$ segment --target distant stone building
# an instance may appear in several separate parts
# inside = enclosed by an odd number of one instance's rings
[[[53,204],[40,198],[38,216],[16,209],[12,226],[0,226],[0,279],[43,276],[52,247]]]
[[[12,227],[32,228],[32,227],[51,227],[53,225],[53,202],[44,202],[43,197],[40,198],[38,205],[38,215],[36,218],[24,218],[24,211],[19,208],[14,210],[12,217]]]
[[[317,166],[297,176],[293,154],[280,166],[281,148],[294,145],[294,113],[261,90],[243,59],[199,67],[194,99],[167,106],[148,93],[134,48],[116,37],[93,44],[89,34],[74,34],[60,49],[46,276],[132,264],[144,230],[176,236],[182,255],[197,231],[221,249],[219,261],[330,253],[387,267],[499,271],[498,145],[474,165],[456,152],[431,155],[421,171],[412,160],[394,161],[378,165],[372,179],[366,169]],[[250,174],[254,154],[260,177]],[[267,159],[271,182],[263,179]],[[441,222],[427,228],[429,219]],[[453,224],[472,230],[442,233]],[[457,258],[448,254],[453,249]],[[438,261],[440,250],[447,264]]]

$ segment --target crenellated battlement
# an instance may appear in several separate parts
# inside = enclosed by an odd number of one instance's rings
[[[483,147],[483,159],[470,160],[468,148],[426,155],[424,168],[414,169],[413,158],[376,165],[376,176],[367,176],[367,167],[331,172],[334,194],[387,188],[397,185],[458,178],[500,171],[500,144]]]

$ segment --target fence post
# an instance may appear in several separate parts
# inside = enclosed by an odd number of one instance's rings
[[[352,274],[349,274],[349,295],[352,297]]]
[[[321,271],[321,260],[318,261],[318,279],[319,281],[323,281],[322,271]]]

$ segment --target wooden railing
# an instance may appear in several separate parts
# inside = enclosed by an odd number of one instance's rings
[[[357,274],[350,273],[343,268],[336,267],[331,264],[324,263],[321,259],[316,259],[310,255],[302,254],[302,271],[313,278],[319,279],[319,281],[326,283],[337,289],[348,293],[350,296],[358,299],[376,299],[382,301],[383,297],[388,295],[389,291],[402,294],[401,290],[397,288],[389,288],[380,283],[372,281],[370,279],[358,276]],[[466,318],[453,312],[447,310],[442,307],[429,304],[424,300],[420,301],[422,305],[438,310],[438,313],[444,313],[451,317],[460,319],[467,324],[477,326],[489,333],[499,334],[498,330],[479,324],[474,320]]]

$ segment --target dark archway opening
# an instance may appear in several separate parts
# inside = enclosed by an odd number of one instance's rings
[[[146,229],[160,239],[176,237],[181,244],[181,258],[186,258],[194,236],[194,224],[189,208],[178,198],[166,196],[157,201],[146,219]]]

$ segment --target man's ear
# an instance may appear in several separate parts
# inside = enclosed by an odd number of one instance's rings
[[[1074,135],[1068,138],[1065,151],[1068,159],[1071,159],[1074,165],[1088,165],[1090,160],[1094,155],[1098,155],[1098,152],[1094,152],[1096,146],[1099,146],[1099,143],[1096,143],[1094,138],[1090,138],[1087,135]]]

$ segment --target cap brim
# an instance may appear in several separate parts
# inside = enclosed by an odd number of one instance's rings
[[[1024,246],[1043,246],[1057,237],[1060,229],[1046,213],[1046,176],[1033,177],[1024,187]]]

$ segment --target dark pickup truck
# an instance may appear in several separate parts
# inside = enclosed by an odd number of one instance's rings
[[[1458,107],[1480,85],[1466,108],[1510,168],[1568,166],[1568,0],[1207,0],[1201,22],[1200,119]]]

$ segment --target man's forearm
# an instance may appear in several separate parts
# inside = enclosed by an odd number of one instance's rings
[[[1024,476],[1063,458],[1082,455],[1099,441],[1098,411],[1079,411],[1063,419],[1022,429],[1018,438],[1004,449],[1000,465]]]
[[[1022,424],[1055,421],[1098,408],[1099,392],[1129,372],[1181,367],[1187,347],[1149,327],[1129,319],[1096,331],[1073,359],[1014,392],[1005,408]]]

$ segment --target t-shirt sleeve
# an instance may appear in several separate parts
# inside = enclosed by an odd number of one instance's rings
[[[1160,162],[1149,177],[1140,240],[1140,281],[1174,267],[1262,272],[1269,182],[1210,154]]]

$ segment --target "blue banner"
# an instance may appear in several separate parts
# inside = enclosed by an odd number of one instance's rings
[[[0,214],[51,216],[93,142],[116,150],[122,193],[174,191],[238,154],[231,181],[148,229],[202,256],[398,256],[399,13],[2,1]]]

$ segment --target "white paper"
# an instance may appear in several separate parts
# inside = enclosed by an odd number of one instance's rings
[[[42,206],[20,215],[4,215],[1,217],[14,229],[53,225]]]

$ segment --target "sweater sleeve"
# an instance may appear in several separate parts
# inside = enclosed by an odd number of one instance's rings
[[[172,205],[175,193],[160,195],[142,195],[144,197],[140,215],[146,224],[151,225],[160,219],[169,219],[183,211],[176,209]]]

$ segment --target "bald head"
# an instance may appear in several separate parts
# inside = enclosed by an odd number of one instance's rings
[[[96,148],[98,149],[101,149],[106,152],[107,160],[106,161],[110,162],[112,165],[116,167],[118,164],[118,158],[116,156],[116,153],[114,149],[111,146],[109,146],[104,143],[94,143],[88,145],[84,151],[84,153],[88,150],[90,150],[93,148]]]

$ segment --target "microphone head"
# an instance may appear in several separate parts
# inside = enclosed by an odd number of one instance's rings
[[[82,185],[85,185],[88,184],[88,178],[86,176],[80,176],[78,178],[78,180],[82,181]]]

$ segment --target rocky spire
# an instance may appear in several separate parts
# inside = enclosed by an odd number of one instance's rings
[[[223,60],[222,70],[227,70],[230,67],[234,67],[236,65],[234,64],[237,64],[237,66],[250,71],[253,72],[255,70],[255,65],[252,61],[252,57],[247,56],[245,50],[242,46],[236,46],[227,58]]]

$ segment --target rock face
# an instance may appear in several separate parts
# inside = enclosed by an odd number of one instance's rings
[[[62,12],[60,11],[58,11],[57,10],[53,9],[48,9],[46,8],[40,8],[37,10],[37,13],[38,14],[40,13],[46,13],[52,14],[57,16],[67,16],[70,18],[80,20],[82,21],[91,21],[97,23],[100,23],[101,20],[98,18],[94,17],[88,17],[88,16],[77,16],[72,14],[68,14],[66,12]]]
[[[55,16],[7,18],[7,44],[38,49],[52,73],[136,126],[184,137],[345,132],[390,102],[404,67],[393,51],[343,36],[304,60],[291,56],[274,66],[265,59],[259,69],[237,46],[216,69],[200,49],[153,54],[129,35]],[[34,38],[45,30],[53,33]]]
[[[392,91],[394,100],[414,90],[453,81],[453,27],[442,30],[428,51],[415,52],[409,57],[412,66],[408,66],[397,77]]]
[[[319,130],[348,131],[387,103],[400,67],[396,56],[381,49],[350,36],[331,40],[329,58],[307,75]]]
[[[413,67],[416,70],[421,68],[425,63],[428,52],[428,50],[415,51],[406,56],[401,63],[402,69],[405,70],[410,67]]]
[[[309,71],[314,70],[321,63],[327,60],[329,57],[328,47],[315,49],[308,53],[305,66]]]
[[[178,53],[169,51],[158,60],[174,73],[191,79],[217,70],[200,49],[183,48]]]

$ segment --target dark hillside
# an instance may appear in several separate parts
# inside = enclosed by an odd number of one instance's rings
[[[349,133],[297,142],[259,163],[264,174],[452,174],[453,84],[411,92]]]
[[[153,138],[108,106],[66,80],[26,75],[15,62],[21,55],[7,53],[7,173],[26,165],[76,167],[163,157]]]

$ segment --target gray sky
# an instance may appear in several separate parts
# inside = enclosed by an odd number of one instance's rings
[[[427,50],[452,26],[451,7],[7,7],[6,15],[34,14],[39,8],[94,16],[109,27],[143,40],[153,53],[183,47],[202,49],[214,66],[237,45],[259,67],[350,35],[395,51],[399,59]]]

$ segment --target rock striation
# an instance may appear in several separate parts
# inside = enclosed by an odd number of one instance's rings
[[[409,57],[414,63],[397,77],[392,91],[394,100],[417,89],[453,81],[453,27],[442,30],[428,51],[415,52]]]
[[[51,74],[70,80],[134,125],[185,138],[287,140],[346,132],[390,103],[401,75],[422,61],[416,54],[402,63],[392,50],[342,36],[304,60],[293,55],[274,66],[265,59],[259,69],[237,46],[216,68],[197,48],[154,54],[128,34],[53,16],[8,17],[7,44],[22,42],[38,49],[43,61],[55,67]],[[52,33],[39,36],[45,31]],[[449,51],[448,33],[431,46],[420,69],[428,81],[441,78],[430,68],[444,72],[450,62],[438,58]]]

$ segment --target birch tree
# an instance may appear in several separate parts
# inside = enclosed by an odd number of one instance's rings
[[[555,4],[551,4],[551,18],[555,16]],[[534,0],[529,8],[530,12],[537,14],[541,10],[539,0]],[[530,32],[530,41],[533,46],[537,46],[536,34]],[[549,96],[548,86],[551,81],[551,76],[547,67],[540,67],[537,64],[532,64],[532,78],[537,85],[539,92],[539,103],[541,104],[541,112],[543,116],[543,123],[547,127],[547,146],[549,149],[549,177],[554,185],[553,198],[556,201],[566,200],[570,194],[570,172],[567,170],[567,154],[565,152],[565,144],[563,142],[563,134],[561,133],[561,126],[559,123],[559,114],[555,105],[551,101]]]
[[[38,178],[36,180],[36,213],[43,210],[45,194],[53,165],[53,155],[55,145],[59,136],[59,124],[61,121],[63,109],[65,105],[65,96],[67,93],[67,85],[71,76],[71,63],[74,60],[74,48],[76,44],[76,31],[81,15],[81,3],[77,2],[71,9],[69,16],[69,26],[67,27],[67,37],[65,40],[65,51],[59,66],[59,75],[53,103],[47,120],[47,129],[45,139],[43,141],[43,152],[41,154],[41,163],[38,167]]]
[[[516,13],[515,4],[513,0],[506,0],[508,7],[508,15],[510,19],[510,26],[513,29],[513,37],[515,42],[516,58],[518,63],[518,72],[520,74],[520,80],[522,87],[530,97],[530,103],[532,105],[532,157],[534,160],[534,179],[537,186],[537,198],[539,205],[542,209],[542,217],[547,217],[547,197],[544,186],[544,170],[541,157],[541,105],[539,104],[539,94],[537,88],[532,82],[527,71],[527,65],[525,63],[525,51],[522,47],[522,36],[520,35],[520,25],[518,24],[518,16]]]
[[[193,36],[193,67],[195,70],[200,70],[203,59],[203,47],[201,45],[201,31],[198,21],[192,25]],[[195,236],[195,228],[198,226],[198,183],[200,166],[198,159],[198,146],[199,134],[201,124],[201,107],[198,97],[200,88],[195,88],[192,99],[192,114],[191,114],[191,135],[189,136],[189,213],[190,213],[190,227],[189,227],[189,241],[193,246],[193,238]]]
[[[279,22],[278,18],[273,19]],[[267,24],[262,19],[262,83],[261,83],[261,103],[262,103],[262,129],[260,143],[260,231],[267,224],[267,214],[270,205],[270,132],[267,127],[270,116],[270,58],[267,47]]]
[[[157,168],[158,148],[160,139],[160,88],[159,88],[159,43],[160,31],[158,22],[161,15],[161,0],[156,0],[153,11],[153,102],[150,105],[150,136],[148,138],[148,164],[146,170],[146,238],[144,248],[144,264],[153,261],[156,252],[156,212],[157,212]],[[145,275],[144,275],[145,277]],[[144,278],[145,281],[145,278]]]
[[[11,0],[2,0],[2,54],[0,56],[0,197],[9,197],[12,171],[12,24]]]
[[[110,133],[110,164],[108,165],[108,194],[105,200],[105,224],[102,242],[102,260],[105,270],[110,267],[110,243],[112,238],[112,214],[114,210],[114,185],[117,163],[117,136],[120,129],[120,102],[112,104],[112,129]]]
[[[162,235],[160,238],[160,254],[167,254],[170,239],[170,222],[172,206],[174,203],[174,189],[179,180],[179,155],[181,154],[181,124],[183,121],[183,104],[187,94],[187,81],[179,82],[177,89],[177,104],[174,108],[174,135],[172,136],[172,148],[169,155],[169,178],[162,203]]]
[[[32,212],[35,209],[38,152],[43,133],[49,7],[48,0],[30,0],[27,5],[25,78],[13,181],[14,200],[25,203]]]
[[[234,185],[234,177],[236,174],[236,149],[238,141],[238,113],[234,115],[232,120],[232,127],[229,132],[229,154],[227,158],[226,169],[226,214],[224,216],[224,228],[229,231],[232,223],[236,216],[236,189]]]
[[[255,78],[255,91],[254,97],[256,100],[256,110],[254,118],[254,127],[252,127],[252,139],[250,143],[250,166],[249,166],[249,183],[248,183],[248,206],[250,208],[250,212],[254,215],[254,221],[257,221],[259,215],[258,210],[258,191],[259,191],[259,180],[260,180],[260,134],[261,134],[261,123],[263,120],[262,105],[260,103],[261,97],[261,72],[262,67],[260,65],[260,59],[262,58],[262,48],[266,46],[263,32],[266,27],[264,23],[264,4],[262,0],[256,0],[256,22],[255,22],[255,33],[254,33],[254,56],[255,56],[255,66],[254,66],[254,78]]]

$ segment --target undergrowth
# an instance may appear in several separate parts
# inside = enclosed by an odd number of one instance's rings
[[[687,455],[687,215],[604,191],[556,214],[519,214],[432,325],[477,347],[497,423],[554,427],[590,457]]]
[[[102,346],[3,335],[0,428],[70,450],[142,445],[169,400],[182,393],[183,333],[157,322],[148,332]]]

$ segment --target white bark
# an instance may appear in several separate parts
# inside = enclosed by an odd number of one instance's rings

Set task:
Rewrite the lines from the one containing "segment --target undergrowth" through the end of the records, swapping "separate" for "distinct" and leaving everything else as it stands.

Output for this task:
$ segment --target undergrowth
# an instance may appear in several distinct parts
# inside = enclosed by an odd number of one instance's rings
[[[687,455],[687,215],[604,191],[556,214],[519,214],[432,325],[477,347],[497,423],[554,427],[590,457]]]
[[[102,346],[3,335],[0,428],[70,450],[142,445],[169,400],[182,393],[183,333],[157,322],[148,332]]]

$ segment --target white bark
# an instance may appear in several distinct parts
# inside = enclosed by an odd number of one instance's rings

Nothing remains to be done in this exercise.